(THE TASK):
Please repeat the line that contains "Query: woman with blonde hair" and every line after it, exactly, through the end of the records.

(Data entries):
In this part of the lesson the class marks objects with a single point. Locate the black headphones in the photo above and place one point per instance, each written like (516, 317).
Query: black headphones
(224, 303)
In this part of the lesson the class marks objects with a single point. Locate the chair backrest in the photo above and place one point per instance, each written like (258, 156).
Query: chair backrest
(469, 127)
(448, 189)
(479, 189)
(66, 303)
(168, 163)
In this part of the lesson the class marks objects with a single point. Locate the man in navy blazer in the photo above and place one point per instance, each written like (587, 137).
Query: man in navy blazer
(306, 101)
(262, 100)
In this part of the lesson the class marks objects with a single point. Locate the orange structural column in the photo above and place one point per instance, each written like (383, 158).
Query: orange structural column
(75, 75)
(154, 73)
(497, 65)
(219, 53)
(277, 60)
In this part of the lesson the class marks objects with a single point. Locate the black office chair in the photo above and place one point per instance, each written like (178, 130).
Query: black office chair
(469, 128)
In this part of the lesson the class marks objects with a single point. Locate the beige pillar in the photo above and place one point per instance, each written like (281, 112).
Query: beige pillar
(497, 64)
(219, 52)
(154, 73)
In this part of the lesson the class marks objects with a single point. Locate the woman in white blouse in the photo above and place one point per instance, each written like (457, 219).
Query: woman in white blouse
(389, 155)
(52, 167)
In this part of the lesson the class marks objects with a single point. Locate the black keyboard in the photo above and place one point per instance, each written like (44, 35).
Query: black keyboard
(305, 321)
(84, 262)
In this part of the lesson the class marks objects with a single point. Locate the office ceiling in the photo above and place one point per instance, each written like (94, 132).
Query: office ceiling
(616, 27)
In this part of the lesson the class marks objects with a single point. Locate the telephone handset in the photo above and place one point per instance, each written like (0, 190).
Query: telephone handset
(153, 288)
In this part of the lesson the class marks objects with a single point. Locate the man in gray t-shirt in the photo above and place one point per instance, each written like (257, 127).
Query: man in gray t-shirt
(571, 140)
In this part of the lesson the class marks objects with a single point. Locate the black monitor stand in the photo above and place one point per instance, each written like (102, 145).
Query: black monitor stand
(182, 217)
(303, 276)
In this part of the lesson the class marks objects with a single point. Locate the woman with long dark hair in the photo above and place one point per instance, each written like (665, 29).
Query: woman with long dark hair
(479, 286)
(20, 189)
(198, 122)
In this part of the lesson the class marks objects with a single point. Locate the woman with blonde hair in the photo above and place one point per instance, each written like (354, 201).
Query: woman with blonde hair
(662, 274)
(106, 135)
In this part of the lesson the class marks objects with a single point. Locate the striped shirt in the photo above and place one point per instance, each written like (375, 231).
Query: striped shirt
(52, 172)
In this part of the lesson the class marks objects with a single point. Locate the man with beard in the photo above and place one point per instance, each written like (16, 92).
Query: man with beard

(ANSWER BELOW):
Query: woman with blonde hair
(662, 274)
(106, 135)
In this part of the lesson the class marks objects with a single point. Locate the striped shirt in the photo above and place one point per instance, each written like (375, 231).
Query: striped shirt
(52, 172)
In this part of the lesson the class marks objects with a single point. Locate the man with beard in the photo above and place one point per instance, each written like (16, 92).
Query: man with beard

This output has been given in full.